▸ **Exercise description**
In the copy, keep every line below as it is and leave out the pictures.

BEGIN Records for this task

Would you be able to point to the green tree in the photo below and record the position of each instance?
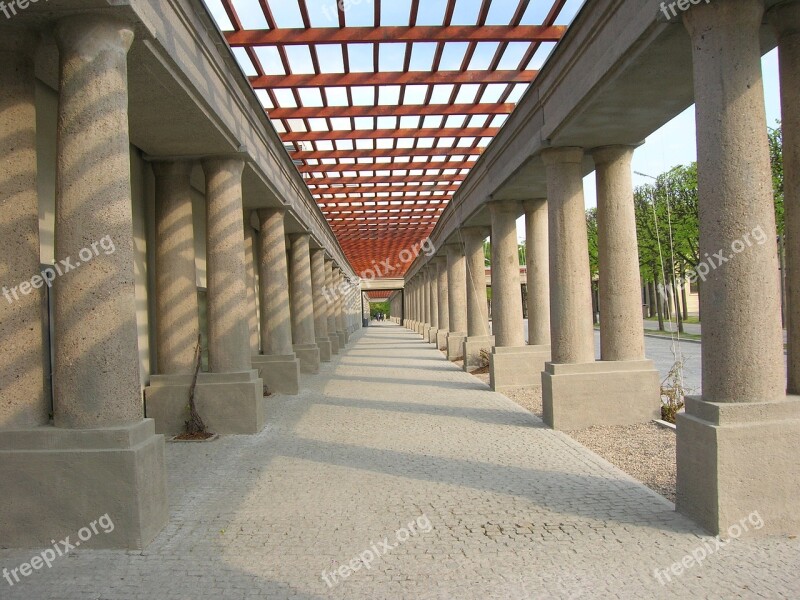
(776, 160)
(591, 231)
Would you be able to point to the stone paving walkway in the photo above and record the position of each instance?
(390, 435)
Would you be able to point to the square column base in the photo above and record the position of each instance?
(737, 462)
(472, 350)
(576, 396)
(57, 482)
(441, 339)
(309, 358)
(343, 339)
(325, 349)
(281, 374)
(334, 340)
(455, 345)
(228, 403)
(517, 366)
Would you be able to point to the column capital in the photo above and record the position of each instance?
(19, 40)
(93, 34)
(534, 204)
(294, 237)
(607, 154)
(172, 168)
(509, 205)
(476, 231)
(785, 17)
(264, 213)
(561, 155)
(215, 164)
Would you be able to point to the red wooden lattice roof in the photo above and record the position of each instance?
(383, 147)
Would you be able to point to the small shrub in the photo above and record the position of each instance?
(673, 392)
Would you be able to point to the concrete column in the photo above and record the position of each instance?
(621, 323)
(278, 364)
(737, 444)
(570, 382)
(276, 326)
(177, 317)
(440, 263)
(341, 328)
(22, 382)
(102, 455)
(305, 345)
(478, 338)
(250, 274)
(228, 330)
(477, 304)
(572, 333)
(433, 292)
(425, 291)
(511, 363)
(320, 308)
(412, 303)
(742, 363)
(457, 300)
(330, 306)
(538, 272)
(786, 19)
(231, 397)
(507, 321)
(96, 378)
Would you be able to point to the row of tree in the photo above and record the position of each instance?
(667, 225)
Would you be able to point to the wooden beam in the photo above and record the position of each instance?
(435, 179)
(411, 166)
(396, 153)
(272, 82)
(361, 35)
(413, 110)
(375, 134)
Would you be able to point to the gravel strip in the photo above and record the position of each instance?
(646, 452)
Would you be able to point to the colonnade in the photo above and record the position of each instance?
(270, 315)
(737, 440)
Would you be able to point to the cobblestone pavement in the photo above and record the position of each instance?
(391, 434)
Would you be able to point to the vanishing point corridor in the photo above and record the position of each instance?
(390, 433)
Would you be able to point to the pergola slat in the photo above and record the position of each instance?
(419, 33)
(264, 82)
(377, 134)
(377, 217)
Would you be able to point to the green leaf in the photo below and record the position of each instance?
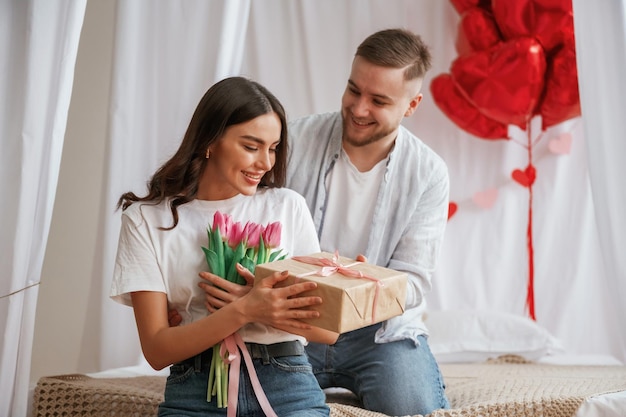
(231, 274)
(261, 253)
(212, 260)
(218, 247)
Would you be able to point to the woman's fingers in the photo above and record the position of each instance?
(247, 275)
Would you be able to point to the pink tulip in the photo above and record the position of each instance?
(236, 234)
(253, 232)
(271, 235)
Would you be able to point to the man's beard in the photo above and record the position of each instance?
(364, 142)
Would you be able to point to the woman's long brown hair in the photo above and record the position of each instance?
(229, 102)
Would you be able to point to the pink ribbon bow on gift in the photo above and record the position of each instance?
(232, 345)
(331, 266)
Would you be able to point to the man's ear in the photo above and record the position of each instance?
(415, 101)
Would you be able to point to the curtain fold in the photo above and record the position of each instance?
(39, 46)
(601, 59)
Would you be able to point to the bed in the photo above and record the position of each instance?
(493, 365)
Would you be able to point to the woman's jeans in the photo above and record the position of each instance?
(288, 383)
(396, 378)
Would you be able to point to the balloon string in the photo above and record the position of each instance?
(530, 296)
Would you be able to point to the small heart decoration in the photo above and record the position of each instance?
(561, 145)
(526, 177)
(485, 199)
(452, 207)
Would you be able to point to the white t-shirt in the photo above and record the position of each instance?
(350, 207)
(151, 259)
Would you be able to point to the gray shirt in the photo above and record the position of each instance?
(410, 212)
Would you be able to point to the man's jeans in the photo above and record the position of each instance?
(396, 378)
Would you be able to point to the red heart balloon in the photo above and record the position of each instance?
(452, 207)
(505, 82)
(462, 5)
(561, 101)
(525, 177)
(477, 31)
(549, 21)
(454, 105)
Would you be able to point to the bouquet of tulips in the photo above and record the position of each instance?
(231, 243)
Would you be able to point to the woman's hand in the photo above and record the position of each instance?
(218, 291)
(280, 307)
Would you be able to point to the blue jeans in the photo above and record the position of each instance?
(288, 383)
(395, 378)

END Records for this task

▸ **Exercise result**
Would you be able to point to the green tree in the photo below and record the position of each instance?
(776, 160)
(591, 231)
Would you be able to point to the stone paving walkway in the photo above and record the position of each instance?
(390, 435)
Would you be able to point to the square column base in the photo above and record the position of each instance?
(737, 462)
(472, 350)
(576, 396)
(57, 482)
(441, 339)
(309, 358)
(343, 339)
(325, 349)
(281, 374)
(334, 340)
(455, 345)
(228, 403)
(517, 366)
Would you be able to point to the column capital in the photo above and record the position of each instance?
(19, 40)
(93, 34)
(534, 204)
(294, 237)
(607, 154)
(172, 168)
(509, 205)
(476, 231)
(785, 17)
(264, 213)
(561, 155)
(215, 164)
Would you be able to point to the red wooden lattice roof in the photo above and record the position of each instance?
(383, 147)
Would you be able to point to the small shrub in the photo above and record the position of each instance?
(673, 392)
Would you be able to point to the concrete column in the photo above and record the position of each instance?
(621, 323)
(278, 364)
(737, 444)
(570, 382)
(276, 326)
(177, 317)
(440, 263)
(341, 328)
(22, 382)
(102, 455)
(305, 345)
(478, 338)
(250, 274)
(228, 330)
(477, 304)
(572, 333)
(433, 292)
(425, 291)
(511, 363)
(320, 308)
(412, 303)
(742, 363)
(457, 300)
(330, 306)
(538, 272)
(786, 19)
(231, 397)
(507, 321)
(96, 378)
Would you be able to point to the row of tree in the photo above and record the position of each instance?
(667, 225)
Would you be able to point to the wooden beam in the photo above and record the position of each instance?
(435, 179)
(411, 166)
(396, 153)
(272, 82)
(361, 35)
(413, 110)
(375, 134)
Would you be able to point to the gravel strip in the photo above and record the position of each instance?
(646, 452)
Would you be able to point to the colonnade in the photo above and record the position of each instance?
(270, 315)
(737, 440)
Would you be able to point to the cobblestone pavement in the photo above and record the position of each instance?
(391, 434)
Would you be able to point to the vanishing point corridor in the photo above and record the position of each instance?
(390, 433)
Would you be able to point to the pergola slat in the photo above and record the position of each instance?
(419, 33)
(264, 82)
(377, 134)
(377, 217)
Would you be able to point to the green leaf in the photo below and record the position of each instance?
(231, 274)
(261, 253)
(212, 260)
(218, 247)
Would you be able to point to the woman's fingers in the photo above and record the position of each instance?
(247, 275)
Would you be able to point to the pink tulip in the photo above and record the position of each instance?
(236, 234)
(253, 232)
(271, 235)
Would you be able to point to the man's beard in the photo above and record the position of each instance?
(364, 142)
Would you be able to point to the woman's long brown hair in the photo above and record the position of each instance?
(229, 102)
Would you be able to point to the pink ribbon bow on gift in the photo above and record the position of each instance?
(232, 345)
(331, 266)
Would you be able to point to the man's ear in the photo above and record the position of each instance?
(415, 101)
Would you be able to point to the curtain fold in the photo above and record the position of each instance?
(39, 46)
(601, 59)
Would you be able to point to the bed in the photo above and record the position of each instance?
(493, 365)
Would you be able to point to the woman's jeans in the photo above and record the position of each instance?
(288, 383)
(396, 378)
Would you be able to point to the balloon string in the photo above and record the position of each instance?
(530, 296)
Would you be able to point to the small heart decoration in the photo above and record the position of each instance?
(561, 145)
(526, 177)
(485, 199)
(452, 207)
Would you be able to point to the white t-shirt in the photo above and record the position of each instance?
(350, 207)
(151, 259)
Would you be able to point to the gray shirt in the photo above and record the position of each instance?
(410, 212)
Would you be able to point to the man's jeans in the photo above and record the position of each instance?
(396, 378)
Would you be able to point to the red heart balloon in the photo above and record the position of each instance?
(452, 207)
(505, 82)
(462, 5)
(561, 101)
(525, 177)
(477, 31)
(549, 21)
(454, 105)
Would you be able to point to the bouquet of tulips in the photo above and record the position of each instance?
(231, 243)
Would you be able to point to the woman's hand in the photo above and record the position of each instance?
(218, 291)
(280, 307)
Would you be able to point to the blue jeans in the photo above and record the position of each instance?
(288, 383)
(395, 378)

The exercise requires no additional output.